[Start of section]

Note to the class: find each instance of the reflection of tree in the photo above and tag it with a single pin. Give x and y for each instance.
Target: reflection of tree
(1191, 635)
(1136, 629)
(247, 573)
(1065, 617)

[End of section]

● **WHAT NEEDS TO BE DONE**: What you write must match the records above exactly, line for line.

● **ANSWER TO THIS PROBLEM**:
Note to the class: find each instance of the reflection of tree in the photo above and tag it with a single pin. Give x and y for each instance.
Target: reflection of tree
(1191, 635)
(1136, 629)
(247, 573)
(1065, 617)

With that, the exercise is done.